**Material supplied:**
-*-*-

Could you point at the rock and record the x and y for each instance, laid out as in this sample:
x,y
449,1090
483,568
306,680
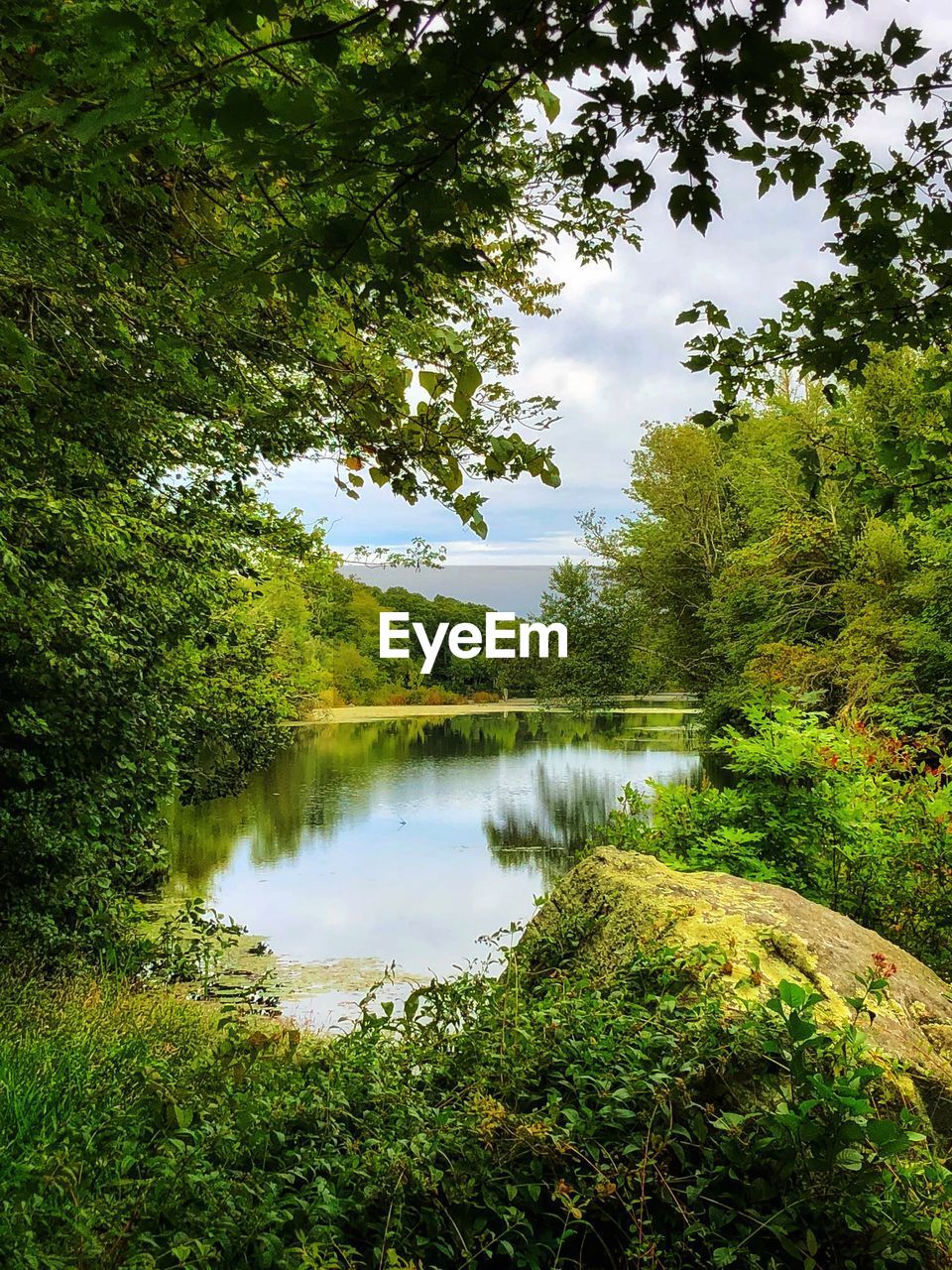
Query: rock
x,y
615,902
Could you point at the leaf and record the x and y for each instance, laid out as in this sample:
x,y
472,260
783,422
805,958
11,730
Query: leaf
x,y
549,102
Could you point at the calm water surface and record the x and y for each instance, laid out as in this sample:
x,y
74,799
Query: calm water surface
x,y
404,841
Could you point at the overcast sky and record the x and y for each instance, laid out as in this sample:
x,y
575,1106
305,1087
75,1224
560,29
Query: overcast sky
x,y
612,354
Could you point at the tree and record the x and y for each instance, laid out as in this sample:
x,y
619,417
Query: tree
x,y
239,232
789,575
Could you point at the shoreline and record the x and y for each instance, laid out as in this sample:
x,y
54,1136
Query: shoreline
x,y
524,705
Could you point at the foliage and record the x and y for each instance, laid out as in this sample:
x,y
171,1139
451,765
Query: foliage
x,y
767,561
188,947
634,1124
858,824
599,635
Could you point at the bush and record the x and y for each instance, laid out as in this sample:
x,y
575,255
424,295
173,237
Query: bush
x,y
560,1123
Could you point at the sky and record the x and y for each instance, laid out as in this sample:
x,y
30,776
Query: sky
x,y
612,354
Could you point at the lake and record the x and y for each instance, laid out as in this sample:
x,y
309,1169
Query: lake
x,y
402,842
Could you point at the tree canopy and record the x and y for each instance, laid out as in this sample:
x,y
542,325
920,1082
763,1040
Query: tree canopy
x,y
241,231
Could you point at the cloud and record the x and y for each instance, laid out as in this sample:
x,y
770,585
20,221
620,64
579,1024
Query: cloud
x,y
613,353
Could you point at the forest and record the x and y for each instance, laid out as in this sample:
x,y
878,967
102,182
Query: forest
x,y
240,234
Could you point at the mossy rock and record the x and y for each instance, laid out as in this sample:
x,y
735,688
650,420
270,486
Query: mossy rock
x,y
617,902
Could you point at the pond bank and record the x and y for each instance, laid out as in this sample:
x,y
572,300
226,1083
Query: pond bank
x,y
521,705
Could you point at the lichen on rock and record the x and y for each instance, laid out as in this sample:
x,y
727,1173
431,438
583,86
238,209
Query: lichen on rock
x,y
615,903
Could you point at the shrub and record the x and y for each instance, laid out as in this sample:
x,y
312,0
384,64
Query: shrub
x,y
560,1123
856,822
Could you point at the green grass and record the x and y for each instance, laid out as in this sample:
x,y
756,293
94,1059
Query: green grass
x,y
68,1048
604,1127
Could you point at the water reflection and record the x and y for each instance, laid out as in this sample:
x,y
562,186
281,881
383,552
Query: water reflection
x,y
407,839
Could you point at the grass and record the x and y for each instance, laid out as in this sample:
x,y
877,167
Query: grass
x,y
504,1125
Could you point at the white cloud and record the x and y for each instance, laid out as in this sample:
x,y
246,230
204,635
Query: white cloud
x,y
613,353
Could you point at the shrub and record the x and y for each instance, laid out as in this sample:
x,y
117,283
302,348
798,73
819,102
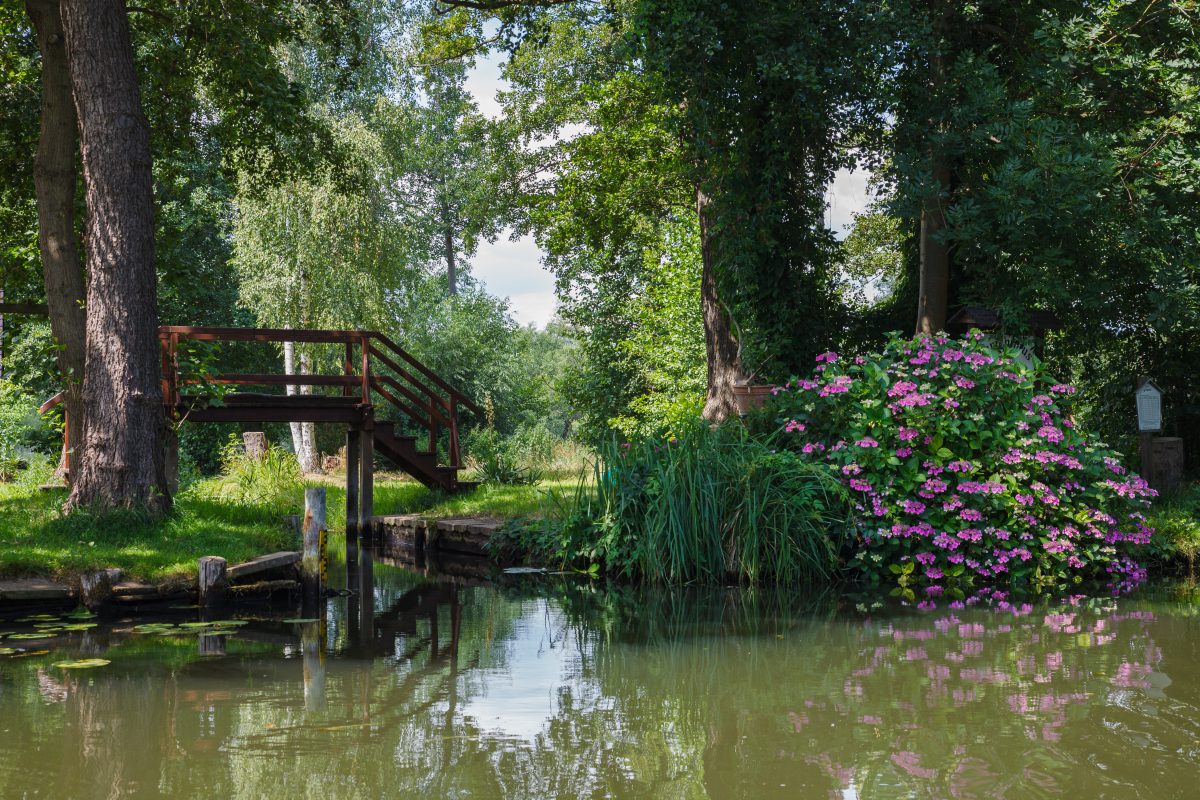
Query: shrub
x,y
707,505
18,420
508,461
273,480
965,467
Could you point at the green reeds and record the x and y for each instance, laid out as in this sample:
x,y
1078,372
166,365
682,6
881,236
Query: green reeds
x,y
709,505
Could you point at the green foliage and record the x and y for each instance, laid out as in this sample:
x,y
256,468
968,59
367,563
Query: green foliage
x,y
271,481
37,539
507,461
18,427
707,505
1176,524
965,467
1073,138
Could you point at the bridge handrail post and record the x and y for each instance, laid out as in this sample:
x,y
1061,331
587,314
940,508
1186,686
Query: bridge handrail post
x,y
366,367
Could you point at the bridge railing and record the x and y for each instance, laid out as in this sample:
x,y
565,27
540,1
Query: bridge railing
x,y
402,382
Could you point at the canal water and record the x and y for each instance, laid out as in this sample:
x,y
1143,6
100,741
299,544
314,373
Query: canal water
x,y
562,687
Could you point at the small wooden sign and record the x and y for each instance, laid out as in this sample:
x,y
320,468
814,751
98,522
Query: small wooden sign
x,y
1150,408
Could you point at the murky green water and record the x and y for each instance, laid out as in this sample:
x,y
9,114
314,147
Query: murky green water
x,y
563,690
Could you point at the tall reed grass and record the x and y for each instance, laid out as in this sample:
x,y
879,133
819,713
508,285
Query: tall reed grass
x,y
709,505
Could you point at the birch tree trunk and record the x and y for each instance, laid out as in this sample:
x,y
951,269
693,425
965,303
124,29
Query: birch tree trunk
x,y
54,181
123,462
304,434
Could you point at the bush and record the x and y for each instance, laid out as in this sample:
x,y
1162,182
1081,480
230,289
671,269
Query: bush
x,y
18,422
706,506
1176,525
508,461
965,467
273,480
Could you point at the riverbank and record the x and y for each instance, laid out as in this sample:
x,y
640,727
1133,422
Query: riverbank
x,y
210,518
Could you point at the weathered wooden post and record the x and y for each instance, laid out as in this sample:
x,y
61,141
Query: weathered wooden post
x,y
312,565
353,450
366,486
1150,421
213,581
256,444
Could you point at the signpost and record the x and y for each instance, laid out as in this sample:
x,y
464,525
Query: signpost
x,y
1162,457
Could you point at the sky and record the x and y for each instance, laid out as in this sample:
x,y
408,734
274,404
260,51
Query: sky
x,y
513,269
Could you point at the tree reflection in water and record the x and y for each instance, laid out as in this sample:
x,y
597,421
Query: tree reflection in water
x,y
565,689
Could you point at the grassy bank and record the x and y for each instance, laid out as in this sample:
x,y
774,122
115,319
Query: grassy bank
x,y
237,517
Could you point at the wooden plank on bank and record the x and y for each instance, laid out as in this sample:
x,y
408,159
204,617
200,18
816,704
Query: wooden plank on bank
x,y
263,564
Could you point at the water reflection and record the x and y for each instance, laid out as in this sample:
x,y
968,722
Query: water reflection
x,y
441,689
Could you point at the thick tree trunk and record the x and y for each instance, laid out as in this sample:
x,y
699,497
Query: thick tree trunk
x,y
123,462
720,344
54,180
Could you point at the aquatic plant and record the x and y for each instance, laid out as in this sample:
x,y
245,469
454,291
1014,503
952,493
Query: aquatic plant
x,y
702,505
965,467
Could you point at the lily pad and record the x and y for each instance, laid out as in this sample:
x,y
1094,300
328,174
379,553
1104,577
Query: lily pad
x,y
83,663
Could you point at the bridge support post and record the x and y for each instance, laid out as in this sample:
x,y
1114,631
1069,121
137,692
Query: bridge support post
x,y
366,477
353,451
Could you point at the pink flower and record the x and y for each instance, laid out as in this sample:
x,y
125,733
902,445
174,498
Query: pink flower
x,y
1050,433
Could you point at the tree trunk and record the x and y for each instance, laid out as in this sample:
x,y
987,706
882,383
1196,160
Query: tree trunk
x,y
54,180
448,242
304,434
123,461
933,301
720,344
933,305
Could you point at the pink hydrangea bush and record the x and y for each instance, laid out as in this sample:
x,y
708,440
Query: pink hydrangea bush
x,y
965,468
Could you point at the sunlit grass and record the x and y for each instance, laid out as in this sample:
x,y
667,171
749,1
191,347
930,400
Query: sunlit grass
x,y
37,539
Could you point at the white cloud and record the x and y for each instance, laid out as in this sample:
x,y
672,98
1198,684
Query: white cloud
x,y
513,269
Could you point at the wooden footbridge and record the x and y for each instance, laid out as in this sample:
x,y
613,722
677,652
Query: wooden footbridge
x,y
378,386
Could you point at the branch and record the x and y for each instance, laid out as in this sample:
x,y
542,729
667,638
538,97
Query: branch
x,y
499,5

-*-*-

**The exercise:** Set down without changes the part of the records that opens with the line containing "Could you point at the pink hydrangea" and runs through the end of the records.

**Complete output:**
Could you point at the pink hydrangea bush and record the x and y for each instance, laid out as in this sample:
x,y
708,440
Query: pink hydrangea bush
x,y
965,468
Could you point at the sunlit grass and record the x and y for each instance, laid out as in this sample:
x,y
667,171
749,1
191,347
930,400
Query: sunlit grass
x,y
37,539
Could you point at the white cloud and record the x and y for each instance, laid out as in this sample:
x,y
672,98
1198,684
Query: white cloud
x,y
513,269
Could you point at the wooden footbridge and record the x and y for each instance, laid out as in this sample:
x,y
613,722
677,652
Query: wooden footbridge
x,y
378,386
Could you point at the branch and record the x and y for each instance, laid out as in this sample:
x,y
542,729
667,638
538,97
Query: branch
x,y
499,5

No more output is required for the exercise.